PROBLEM STATEMENT -
Add 89 to every bounding-box coordinate in the data, from the line containing "the black upholstered" down to the line containing "338, 164, 369, 194", with both ends included. Write out all of those lines again, and keep the rest of their text unchanged.

DATA SHOWN -
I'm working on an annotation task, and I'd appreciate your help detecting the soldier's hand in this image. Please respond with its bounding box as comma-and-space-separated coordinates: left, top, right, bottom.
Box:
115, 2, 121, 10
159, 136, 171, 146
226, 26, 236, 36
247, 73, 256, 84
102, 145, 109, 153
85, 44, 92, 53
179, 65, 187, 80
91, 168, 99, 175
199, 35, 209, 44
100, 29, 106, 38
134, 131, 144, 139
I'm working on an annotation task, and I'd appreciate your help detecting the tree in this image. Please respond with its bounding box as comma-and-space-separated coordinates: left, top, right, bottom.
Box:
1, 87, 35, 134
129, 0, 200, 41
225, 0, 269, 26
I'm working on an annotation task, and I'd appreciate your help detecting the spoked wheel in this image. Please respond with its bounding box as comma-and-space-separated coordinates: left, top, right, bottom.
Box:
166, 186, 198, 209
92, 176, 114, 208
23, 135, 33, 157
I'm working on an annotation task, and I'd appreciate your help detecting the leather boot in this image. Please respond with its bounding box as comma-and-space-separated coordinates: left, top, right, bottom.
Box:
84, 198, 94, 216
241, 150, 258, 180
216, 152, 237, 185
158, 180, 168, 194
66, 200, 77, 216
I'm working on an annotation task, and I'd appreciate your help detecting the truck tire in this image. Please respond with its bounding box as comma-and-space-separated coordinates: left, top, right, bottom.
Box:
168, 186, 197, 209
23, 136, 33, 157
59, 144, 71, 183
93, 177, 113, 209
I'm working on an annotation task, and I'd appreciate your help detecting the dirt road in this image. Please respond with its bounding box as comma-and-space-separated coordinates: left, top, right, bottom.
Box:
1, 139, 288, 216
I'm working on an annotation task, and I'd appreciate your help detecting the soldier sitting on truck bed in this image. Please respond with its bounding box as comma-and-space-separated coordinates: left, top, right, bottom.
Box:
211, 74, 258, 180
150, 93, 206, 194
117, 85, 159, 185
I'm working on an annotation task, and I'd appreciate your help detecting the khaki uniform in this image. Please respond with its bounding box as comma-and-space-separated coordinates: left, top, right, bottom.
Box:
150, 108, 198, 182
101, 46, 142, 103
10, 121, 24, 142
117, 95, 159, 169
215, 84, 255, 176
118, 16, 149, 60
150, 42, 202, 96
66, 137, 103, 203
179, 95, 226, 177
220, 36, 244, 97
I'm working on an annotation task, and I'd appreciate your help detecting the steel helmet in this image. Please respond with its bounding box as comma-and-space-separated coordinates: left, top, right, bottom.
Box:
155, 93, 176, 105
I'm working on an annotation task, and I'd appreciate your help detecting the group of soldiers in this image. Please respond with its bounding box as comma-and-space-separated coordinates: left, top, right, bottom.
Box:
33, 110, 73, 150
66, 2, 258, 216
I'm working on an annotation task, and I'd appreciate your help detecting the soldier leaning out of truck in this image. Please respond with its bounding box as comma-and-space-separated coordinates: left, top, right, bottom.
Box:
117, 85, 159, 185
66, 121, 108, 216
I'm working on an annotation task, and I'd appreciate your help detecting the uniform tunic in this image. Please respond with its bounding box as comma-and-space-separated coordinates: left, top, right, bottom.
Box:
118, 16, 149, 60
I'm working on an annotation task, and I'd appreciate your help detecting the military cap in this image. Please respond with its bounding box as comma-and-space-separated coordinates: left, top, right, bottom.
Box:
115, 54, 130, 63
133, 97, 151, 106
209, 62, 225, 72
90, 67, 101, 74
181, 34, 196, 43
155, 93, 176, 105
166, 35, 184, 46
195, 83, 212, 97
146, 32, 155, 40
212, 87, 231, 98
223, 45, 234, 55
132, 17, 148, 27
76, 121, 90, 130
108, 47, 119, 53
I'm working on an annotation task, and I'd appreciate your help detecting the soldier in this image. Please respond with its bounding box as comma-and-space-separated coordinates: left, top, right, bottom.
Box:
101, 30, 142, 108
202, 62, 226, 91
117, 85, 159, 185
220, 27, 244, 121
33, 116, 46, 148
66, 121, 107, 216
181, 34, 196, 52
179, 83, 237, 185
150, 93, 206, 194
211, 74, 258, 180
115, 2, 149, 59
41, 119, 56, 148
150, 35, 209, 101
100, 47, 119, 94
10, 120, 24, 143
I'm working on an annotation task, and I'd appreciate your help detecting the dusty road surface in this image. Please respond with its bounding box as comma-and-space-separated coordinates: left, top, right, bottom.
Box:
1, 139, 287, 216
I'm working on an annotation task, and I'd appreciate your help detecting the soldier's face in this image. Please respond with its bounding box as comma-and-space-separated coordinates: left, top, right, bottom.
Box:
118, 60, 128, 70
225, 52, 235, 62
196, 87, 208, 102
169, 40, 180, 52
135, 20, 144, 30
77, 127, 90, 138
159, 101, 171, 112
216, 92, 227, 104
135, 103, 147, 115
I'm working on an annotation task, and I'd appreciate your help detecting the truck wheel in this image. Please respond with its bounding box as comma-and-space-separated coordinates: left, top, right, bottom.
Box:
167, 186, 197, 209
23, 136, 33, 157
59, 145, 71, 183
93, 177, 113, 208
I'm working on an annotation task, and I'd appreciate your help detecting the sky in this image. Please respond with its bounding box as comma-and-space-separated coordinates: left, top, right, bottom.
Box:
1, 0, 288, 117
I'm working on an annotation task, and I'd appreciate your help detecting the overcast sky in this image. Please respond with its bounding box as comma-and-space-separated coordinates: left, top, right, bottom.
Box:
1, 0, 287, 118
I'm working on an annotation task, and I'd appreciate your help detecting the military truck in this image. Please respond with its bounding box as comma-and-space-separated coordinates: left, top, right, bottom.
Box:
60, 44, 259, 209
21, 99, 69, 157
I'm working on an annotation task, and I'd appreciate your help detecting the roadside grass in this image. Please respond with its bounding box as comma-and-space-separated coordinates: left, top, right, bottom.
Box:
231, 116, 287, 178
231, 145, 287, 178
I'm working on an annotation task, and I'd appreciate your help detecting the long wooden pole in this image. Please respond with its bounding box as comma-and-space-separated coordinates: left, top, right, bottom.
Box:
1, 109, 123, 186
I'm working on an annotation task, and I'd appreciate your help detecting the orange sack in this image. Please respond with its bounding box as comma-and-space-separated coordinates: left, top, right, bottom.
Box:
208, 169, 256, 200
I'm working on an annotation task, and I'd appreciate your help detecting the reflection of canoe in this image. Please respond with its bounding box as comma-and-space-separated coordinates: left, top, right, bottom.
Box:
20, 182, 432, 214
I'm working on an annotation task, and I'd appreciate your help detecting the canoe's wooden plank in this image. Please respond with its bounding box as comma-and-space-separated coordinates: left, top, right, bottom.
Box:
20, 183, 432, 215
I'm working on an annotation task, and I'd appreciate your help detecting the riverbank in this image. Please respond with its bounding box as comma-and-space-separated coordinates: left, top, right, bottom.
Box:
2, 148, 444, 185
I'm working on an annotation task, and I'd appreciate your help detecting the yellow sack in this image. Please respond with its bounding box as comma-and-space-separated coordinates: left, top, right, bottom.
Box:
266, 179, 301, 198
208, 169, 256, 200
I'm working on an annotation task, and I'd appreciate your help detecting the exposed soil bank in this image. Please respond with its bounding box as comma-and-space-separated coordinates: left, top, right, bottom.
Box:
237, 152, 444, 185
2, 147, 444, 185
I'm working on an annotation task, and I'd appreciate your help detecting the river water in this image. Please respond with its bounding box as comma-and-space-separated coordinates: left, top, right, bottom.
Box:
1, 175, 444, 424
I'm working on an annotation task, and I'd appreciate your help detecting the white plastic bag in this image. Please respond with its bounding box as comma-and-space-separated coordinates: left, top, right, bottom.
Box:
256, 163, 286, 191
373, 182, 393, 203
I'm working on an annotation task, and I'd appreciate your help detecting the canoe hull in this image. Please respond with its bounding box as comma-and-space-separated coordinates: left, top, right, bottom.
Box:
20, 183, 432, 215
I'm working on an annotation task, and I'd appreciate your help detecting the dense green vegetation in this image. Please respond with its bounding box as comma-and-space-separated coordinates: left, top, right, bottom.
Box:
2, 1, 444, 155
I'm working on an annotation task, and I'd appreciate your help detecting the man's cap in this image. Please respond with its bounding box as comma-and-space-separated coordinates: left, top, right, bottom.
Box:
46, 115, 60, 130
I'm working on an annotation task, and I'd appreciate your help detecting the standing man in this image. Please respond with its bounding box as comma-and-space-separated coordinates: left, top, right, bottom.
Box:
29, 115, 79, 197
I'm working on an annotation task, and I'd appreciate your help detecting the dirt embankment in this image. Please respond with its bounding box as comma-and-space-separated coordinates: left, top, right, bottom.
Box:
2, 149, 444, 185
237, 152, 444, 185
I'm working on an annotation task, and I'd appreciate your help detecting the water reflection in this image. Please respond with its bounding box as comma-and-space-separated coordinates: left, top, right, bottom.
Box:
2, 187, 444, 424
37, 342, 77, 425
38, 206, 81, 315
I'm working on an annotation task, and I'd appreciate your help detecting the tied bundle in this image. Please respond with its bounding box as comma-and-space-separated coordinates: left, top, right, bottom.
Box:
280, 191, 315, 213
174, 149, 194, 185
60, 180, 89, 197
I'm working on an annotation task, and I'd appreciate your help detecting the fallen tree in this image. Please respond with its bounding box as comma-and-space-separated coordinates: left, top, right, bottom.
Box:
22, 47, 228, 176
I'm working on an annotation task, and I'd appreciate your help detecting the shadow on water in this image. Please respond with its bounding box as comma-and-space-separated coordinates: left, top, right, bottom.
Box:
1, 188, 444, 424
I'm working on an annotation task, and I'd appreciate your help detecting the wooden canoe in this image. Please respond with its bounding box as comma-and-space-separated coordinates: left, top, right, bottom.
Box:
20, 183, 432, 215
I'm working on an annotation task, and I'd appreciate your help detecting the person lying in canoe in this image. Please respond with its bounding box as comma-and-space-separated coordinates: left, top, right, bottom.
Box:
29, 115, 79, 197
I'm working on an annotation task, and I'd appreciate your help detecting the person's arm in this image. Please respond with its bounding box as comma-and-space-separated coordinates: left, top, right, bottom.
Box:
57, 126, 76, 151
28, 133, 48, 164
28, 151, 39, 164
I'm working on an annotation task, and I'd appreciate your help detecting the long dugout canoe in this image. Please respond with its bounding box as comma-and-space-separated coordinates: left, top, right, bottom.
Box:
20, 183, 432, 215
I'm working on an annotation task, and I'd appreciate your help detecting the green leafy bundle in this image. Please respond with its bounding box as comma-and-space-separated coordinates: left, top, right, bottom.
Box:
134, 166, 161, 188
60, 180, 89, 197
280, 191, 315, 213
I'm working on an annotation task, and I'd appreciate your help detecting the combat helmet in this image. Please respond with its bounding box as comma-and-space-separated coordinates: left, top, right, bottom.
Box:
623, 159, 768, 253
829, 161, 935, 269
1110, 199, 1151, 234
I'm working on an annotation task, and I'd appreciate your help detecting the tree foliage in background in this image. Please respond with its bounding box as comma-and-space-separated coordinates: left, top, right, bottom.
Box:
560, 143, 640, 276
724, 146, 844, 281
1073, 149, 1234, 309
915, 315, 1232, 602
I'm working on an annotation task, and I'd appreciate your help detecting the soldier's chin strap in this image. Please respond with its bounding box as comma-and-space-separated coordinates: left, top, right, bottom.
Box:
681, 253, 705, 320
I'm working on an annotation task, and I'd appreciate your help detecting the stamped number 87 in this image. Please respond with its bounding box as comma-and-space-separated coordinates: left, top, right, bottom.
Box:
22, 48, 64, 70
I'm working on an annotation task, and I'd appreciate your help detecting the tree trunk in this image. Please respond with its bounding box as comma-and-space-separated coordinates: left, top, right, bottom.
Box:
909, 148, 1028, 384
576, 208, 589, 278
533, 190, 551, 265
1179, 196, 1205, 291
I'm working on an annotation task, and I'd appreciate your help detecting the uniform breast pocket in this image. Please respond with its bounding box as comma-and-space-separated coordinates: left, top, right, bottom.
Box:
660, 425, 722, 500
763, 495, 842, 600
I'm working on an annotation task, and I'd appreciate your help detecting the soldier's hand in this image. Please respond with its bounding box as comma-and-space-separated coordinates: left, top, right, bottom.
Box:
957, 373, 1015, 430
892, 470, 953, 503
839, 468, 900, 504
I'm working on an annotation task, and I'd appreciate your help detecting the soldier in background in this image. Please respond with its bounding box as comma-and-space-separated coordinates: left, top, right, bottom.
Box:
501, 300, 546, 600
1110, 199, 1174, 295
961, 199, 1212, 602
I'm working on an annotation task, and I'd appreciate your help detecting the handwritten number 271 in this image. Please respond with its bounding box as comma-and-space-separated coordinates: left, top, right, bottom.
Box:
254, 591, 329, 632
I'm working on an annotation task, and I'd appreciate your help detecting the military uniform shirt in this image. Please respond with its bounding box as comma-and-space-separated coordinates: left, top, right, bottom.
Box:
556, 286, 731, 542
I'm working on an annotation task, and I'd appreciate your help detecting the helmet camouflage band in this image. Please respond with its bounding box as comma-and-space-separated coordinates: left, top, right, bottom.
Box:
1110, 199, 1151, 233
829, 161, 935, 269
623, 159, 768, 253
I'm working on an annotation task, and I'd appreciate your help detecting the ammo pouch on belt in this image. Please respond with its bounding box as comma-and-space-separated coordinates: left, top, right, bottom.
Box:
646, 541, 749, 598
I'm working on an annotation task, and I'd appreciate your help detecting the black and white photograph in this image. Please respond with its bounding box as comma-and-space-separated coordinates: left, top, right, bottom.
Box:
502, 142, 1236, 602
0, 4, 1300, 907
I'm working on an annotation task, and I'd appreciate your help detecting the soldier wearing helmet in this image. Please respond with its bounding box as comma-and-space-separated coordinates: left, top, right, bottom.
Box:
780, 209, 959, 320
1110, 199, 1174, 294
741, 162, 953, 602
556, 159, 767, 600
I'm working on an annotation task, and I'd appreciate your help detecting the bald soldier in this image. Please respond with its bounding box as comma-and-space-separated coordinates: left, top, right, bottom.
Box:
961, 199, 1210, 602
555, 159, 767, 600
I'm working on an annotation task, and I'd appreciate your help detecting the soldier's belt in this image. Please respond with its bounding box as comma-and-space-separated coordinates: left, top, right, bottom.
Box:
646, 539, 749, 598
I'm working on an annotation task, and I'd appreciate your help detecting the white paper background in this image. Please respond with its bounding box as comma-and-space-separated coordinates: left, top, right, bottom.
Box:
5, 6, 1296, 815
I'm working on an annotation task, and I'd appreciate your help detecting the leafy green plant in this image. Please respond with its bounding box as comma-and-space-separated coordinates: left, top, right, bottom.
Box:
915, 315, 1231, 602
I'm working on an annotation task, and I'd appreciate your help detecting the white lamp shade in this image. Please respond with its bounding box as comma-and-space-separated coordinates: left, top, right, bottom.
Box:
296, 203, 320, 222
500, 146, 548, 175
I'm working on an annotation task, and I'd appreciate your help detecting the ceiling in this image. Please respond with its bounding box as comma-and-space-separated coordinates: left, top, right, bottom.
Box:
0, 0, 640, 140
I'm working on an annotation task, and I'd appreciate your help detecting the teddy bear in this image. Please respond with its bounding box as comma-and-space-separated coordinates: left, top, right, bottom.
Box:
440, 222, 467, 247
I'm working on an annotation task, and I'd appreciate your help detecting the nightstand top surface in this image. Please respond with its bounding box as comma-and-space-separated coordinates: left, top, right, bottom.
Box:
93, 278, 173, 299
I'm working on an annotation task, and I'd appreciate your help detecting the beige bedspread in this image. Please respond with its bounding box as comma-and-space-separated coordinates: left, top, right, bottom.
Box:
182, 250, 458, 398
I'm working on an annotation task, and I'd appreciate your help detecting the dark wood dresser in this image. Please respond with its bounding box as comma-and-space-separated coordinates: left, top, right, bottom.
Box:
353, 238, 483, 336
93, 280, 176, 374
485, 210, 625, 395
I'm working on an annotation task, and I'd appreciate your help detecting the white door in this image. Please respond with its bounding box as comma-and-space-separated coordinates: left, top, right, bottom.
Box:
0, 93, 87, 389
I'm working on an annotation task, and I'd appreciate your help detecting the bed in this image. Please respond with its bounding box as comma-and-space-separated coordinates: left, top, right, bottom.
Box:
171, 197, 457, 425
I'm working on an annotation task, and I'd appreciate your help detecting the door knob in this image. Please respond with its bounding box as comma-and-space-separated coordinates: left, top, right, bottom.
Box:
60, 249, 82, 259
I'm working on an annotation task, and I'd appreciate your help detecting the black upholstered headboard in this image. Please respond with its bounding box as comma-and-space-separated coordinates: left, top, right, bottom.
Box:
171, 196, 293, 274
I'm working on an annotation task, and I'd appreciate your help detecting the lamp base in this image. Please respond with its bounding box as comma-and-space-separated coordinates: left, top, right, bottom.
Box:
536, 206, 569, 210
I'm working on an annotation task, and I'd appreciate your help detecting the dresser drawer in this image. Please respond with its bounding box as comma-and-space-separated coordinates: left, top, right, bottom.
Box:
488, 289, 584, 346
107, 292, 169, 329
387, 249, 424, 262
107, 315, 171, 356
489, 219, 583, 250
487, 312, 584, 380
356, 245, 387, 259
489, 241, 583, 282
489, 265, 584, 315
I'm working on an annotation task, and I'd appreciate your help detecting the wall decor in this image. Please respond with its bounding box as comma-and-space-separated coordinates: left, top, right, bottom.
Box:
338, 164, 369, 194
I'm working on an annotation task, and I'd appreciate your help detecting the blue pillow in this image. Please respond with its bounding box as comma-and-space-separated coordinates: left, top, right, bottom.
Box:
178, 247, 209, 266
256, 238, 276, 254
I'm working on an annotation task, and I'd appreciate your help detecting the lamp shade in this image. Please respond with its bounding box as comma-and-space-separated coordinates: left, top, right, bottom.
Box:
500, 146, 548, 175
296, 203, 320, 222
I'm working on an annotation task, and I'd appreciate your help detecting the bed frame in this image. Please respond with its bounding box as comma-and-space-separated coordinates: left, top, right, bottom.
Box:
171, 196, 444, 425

WORKED SOLUTION -
I'm working on an annotation task, and I'd appreciate your help detecting the black upholstered headboard in this image. Please respond with its bounding box as comma-and-space-separated coordinates: left, top, right, bottom.
Box:
260, 285, 382, 363
I'm working on an annotation task, and I'd appreciate your help detecting the lamp base in this image. Please respond with its bounding box as comma-and-space-separated coordinates: left, top, right, bottom.
Box:
625, 295, 658, 299
I'm working on an annotation task, and I'd appreciate your help detecting the dresser drawer in this image. Please respond with its bounding box as comma-and-space-separated coordinates: left, top, right, bottom.
Box:
577, 378, 673, 435
196, 381, 258, 418
476, 338, 513, 351
196, 404, 260, 445
578, 308, 672, 339
576, 401, 673, 469
445, 334, 476, 348
578, 330, 672, 371
578, 354, 673, 404
I'm working on an annotation task, and I'd appreciate your help detecting the wall decor in this image. Please respond with its bounding box as comma-and-space-separated coordinates: left, top, right, bottom.
Box:
427, 253, 458, 283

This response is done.